From the top of the records through the line that contains "xmin=285 ymin=268 xmax=322 ymax=292", rename "side mirror" as "wing mirror" and write out those lines again with nothing else altered.

-------- INPUT DATA --------

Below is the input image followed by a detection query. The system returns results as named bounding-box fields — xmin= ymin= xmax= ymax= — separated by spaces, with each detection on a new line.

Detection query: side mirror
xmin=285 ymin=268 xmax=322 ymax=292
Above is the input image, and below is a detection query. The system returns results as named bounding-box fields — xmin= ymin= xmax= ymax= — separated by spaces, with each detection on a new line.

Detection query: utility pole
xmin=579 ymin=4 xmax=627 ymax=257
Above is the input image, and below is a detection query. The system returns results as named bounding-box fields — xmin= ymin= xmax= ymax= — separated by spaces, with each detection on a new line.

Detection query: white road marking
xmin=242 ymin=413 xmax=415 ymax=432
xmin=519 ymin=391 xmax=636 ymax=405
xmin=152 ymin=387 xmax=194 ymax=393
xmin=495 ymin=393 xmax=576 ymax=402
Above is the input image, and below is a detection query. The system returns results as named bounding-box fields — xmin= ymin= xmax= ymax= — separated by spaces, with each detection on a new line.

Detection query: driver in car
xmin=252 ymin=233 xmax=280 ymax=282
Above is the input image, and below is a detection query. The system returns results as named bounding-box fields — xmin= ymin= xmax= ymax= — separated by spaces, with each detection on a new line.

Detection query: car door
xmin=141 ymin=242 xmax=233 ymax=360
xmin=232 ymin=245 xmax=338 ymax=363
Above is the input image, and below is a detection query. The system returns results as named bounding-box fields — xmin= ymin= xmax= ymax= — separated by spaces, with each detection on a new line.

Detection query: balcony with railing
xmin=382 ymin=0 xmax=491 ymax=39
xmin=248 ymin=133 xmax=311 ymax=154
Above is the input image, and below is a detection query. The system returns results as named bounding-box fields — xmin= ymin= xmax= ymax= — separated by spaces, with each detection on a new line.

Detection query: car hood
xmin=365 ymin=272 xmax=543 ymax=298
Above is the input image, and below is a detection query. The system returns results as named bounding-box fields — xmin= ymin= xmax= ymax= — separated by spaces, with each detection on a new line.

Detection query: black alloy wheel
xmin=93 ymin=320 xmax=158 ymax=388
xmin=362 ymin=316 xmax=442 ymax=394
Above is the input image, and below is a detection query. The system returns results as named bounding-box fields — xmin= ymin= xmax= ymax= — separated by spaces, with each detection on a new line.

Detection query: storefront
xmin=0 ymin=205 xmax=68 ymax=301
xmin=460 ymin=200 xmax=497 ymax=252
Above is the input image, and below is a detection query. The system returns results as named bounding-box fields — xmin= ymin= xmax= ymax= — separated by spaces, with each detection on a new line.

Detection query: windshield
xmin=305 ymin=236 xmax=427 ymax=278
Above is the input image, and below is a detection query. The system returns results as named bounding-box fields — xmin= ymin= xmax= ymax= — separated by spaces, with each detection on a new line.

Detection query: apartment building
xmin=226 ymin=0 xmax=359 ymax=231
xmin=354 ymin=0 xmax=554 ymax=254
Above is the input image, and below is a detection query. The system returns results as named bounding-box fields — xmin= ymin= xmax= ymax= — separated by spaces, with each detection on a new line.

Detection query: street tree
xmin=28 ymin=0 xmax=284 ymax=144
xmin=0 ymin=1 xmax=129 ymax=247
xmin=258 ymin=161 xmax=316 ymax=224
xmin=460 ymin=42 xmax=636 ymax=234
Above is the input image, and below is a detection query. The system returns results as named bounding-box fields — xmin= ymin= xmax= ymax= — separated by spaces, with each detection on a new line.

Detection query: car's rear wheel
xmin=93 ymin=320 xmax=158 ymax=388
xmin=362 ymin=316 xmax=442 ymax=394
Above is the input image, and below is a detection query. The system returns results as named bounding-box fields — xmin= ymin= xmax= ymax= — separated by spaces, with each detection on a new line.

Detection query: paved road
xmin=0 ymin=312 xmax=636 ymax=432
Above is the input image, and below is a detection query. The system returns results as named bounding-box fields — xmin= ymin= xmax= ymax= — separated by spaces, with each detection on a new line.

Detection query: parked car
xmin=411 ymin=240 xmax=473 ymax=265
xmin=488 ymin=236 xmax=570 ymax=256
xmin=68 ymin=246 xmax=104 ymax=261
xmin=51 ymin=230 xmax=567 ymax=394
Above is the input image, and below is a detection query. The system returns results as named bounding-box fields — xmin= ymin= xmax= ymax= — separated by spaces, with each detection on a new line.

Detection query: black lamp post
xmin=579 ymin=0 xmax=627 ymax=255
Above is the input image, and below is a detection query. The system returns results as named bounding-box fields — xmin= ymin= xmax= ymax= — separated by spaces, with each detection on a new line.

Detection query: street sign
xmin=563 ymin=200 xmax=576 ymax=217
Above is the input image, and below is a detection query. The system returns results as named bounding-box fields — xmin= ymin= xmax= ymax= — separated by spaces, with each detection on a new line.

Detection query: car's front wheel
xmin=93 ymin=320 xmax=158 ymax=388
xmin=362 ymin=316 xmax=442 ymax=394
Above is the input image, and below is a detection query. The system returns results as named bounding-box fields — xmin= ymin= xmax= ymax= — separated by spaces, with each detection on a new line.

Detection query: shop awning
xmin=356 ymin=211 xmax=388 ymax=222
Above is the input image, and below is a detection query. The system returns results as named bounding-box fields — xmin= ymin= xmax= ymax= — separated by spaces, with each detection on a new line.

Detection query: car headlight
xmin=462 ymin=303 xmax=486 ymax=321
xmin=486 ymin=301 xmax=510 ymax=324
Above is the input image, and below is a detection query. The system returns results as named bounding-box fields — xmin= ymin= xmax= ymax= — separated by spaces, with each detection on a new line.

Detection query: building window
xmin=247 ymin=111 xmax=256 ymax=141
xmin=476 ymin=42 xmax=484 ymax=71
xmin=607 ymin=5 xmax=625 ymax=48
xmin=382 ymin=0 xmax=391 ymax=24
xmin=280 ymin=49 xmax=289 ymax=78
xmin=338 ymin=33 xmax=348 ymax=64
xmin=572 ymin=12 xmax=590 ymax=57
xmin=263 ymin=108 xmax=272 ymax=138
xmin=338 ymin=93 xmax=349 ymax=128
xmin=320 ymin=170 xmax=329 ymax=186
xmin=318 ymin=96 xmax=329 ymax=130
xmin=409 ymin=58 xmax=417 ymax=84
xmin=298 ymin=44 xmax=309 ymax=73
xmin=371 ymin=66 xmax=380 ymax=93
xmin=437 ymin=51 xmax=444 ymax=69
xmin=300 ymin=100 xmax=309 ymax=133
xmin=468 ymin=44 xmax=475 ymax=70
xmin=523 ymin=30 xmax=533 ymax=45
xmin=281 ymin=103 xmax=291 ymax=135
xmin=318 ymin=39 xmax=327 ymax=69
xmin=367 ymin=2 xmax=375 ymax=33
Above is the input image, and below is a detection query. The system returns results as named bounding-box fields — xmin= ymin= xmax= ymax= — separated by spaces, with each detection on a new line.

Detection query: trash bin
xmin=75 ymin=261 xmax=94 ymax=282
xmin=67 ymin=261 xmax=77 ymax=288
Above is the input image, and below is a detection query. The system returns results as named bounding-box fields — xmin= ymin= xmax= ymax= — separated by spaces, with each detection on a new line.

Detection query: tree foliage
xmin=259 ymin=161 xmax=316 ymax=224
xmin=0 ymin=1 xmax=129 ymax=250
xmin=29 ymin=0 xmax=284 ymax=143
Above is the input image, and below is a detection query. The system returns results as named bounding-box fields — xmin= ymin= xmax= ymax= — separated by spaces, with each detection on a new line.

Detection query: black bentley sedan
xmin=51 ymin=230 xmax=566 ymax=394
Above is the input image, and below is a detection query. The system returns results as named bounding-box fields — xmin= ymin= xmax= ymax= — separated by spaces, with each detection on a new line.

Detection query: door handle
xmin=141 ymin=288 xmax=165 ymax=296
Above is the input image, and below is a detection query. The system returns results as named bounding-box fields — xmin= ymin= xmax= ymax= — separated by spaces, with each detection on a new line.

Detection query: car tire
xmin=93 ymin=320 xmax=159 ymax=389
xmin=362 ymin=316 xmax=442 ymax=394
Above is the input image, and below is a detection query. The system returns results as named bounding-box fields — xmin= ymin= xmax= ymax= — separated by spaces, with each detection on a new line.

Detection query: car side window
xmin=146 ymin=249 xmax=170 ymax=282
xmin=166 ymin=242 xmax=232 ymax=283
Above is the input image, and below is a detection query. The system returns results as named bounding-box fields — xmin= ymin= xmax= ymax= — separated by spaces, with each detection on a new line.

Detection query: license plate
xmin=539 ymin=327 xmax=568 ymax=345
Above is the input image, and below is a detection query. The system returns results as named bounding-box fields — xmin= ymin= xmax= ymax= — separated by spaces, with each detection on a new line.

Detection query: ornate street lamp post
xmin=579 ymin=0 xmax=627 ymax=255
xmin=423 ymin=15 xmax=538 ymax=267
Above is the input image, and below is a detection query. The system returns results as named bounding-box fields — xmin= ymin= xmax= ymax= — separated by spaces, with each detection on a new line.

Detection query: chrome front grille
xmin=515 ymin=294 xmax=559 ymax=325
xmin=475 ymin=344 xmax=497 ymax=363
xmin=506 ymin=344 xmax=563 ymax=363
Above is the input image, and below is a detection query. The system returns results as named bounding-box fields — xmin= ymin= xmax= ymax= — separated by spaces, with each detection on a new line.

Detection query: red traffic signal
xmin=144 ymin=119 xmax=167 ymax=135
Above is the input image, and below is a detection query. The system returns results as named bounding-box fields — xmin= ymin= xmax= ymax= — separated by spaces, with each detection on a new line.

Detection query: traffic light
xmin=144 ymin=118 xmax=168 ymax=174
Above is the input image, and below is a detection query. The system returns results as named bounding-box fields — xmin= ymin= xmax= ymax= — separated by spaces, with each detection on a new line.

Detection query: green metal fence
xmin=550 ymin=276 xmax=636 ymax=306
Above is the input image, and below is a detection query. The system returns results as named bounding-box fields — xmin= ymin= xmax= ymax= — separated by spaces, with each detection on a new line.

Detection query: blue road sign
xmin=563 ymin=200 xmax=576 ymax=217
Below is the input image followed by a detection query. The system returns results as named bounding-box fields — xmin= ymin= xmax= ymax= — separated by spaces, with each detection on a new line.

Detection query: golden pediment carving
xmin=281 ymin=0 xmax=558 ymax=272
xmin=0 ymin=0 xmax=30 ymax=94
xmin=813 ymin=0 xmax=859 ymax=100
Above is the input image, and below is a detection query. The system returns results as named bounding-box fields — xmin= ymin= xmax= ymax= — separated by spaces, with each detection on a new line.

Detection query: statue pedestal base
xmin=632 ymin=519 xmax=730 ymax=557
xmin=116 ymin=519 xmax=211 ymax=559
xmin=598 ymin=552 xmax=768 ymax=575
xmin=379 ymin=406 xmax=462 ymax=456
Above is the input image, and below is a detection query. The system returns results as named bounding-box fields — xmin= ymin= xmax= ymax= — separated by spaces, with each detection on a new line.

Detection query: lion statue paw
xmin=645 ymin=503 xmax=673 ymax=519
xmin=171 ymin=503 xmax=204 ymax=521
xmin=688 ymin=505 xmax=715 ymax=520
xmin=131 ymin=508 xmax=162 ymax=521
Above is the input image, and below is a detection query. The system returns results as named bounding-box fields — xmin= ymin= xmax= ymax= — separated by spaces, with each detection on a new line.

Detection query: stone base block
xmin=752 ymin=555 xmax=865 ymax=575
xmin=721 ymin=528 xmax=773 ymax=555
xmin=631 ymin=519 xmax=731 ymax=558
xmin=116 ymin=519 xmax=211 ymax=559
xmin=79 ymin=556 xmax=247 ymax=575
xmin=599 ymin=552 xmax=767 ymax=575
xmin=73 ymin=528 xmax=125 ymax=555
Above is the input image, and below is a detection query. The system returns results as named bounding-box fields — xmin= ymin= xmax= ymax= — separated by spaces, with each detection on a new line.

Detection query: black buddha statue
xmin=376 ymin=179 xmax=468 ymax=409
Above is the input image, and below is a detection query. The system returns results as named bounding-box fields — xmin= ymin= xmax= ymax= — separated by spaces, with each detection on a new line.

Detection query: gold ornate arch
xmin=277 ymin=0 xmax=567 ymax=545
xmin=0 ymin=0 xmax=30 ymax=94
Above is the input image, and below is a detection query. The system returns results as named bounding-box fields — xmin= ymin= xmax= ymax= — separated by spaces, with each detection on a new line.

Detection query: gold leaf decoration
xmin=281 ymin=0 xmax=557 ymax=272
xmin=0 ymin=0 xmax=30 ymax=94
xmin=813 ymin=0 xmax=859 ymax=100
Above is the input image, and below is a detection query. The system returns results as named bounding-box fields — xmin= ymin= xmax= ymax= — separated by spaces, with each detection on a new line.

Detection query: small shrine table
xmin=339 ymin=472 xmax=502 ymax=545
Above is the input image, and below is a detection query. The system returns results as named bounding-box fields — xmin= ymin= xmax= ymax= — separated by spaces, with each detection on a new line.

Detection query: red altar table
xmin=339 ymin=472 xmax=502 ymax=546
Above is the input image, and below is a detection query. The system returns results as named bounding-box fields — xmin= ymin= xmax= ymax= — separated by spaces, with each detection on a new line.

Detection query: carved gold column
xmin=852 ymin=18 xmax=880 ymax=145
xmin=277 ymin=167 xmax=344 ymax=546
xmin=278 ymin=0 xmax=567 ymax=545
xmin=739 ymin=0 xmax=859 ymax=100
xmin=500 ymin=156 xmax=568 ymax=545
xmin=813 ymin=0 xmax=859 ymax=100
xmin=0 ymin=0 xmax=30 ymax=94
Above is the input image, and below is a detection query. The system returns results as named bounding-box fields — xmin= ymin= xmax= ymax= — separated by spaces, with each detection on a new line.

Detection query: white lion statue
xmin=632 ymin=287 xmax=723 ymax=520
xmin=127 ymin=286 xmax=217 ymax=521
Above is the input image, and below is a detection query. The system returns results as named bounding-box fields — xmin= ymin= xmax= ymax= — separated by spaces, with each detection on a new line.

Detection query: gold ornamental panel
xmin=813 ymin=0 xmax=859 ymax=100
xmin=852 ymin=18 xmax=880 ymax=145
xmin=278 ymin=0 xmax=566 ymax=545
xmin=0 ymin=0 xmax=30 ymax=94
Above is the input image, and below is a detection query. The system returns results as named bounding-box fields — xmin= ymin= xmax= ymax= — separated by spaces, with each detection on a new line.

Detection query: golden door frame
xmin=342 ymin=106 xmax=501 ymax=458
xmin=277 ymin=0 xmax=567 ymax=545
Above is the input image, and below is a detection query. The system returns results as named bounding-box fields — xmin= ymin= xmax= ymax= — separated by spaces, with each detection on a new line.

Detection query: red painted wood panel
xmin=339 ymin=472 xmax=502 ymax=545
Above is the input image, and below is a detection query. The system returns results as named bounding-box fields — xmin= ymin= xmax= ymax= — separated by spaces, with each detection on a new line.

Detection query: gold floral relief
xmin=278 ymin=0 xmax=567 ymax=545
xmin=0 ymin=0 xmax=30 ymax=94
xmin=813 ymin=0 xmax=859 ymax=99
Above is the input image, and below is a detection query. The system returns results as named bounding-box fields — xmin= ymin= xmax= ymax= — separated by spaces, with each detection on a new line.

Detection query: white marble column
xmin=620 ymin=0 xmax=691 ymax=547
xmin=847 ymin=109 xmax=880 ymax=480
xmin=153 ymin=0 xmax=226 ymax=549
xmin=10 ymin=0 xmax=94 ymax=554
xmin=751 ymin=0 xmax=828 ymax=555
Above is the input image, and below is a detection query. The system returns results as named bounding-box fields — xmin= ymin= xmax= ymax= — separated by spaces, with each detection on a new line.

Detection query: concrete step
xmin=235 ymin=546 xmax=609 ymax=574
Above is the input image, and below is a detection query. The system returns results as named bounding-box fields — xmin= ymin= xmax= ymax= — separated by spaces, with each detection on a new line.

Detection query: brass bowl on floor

--------

EXPECTED OUTPUT.
Below is the input image followed by a detection query. The system returns results as named bounding-box fields — xmin= ymin= xmax= ymax= — separated by spaces, with each detection on a new line.

Detection query: wing mirror
xmin=285 ymin=268 xmax=322 ymax=292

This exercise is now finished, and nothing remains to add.